Extracted data:
Content starts

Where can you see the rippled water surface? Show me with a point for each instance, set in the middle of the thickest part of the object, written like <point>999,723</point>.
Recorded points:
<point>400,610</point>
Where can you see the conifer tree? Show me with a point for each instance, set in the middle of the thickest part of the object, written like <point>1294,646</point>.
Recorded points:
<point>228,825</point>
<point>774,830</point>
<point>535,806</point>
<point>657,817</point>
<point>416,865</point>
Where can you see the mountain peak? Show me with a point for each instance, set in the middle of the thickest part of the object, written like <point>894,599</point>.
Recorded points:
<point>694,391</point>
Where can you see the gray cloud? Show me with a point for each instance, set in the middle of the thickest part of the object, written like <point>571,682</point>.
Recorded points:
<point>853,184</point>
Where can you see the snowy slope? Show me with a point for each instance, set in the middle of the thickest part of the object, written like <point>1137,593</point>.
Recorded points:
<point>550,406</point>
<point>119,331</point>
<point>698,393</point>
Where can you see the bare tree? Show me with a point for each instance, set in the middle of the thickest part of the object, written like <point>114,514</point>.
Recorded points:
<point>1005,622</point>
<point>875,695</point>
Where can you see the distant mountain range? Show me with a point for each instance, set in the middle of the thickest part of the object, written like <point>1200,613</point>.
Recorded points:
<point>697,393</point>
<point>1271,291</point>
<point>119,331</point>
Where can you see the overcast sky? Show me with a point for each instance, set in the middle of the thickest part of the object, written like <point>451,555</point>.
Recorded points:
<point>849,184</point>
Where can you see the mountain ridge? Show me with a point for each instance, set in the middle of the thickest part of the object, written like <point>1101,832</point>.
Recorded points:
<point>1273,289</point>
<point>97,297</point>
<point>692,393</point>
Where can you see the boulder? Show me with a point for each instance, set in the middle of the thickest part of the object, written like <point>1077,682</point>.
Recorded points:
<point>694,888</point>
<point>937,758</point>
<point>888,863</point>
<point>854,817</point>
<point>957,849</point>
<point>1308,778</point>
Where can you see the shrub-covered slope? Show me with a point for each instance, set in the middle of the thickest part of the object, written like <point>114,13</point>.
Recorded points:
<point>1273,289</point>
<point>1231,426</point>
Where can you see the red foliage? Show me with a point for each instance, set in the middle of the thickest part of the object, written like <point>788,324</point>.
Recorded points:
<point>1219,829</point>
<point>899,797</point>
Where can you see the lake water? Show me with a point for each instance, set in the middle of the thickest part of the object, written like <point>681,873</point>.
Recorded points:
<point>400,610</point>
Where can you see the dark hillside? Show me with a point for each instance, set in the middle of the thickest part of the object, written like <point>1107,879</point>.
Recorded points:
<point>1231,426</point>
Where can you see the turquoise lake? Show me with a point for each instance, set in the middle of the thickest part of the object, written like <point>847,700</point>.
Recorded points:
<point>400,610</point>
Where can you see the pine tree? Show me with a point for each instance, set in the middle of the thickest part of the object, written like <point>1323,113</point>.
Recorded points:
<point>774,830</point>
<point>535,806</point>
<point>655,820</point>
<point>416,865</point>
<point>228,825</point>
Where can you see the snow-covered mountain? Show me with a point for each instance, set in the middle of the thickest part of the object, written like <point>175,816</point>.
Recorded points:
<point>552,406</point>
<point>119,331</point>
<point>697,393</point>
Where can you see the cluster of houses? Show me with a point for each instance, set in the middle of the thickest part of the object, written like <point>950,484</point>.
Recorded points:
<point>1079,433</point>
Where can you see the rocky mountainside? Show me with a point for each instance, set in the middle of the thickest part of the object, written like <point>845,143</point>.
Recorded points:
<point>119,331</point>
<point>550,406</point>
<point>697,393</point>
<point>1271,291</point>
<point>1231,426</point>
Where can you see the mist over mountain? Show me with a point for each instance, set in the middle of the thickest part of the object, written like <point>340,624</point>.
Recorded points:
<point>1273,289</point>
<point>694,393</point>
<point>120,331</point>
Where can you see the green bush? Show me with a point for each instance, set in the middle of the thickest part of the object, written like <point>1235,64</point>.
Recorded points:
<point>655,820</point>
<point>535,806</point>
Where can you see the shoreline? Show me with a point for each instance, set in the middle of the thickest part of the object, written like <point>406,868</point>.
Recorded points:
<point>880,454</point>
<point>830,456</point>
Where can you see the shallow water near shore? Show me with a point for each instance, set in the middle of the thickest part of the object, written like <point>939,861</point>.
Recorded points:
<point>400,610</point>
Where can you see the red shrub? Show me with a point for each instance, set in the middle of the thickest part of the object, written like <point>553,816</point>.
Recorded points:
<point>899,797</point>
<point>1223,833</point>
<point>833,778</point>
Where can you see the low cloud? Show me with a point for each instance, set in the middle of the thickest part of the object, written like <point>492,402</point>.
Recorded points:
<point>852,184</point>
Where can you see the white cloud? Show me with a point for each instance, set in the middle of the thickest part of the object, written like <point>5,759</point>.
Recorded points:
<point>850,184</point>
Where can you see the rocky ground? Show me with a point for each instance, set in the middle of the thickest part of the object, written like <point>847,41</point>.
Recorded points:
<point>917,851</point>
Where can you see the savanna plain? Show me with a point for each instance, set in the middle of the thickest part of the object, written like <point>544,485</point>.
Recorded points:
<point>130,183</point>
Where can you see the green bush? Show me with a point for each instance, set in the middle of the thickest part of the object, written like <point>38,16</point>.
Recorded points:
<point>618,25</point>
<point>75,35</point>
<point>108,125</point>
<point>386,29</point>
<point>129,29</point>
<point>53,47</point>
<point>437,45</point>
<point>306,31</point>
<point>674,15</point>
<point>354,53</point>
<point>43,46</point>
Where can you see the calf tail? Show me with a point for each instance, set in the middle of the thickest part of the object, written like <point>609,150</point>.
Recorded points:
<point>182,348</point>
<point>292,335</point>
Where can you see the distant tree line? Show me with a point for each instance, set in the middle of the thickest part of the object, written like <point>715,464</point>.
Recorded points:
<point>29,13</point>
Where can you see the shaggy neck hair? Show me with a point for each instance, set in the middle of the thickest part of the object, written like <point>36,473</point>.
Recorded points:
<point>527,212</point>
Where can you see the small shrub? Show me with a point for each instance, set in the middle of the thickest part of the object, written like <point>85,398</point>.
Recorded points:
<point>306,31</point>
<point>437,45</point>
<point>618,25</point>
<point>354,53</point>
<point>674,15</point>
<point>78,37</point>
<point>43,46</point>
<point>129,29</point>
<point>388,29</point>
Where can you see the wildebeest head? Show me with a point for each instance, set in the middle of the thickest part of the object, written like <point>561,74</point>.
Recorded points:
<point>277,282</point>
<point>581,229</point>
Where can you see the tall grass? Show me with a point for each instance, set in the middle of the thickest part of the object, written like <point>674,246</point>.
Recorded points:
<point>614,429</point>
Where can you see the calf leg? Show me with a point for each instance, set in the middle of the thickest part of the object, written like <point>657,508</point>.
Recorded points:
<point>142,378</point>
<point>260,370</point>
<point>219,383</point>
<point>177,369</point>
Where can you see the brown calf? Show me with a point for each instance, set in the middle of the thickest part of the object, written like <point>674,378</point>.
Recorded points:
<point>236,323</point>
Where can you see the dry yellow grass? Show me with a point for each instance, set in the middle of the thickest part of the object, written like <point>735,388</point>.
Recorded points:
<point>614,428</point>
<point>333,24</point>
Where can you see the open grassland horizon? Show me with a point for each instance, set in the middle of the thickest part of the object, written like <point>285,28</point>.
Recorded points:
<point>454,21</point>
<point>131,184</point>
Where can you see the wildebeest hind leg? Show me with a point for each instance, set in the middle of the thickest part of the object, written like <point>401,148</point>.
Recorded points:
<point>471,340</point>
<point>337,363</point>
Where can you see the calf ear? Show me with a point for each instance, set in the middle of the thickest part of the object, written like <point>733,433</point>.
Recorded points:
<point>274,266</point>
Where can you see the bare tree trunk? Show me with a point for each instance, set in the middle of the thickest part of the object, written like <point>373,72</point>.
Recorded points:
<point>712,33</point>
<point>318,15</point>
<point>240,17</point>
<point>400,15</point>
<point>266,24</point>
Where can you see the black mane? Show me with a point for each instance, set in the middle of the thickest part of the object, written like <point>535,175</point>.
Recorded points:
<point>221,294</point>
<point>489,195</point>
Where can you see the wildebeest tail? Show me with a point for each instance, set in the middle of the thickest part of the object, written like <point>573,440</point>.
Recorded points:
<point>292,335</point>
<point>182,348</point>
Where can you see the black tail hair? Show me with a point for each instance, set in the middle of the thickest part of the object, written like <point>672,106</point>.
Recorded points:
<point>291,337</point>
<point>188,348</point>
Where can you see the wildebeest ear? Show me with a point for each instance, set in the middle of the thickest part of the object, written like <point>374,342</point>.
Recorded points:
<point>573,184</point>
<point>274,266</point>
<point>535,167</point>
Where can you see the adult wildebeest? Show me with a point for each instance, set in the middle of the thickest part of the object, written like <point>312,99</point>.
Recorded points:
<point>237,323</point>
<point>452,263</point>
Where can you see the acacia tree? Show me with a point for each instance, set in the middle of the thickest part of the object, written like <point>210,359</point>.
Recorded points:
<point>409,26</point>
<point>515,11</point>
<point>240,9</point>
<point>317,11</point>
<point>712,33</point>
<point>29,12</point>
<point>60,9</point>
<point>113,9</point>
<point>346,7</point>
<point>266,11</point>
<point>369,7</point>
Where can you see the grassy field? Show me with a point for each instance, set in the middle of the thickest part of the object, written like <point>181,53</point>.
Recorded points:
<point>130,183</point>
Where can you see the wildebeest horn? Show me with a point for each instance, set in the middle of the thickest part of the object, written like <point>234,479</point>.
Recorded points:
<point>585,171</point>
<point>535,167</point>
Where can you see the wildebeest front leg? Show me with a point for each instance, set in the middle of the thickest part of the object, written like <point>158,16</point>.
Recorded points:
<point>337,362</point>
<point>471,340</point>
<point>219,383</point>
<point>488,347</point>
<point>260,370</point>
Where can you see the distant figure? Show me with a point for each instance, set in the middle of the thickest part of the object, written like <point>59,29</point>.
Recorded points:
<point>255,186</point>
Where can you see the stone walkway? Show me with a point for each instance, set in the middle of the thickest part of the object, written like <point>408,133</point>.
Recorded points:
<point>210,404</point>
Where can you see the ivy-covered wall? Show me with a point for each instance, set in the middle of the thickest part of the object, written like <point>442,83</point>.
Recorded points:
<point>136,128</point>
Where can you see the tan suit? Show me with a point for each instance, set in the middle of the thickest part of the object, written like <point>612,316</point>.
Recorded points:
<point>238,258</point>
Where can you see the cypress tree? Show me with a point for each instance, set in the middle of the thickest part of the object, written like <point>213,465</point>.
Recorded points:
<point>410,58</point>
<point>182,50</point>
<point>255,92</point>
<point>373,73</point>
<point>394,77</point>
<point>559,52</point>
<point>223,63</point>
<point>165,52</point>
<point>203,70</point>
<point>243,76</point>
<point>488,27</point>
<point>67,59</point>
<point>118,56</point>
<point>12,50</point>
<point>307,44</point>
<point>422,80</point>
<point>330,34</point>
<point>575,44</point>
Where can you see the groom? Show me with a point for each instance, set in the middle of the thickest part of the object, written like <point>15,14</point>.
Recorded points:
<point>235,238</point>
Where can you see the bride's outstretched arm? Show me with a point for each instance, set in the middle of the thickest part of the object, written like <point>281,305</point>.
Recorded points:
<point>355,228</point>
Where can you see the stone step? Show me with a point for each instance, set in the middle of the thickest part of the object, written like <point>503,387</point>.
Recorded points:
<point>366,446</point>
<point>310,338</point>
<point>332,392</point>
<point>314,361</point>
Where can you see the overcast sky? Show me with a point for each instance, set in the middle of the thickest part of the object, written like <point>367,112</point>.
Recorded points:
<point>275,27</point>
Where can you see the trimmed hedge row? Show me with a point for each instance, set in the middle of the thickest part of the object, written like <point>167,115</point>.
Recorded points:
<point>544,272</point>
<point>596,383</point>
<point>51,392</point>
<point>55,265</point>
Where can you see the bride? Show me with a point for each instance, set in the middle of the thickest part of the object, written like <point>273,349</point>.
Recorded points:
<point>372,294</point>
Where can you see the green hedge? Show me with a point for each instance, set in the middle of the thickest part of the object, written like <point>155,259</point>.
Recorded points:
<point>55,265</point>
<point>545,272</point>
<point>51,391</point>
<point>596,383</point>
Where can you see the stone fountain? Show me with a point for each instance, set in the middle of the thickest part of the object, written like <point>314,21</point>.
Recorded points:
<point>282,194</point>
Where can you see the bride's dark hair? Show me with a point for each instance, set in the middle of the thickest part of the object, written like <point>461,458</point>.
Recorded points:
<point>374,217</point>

Content ends

How to complete this task: Take from the listing above each line in which the string "lake" is found.

Answer to the exercise:
Where can you see the lake water? Show me with a point for each instance, set in the middle of the thickest part of the object, written like <point>681,873</point>.
Where can you see the turquoise lake? Show me with a point for each instance, set in the middle of the thickest part of the object, written like <point>847,700</point>.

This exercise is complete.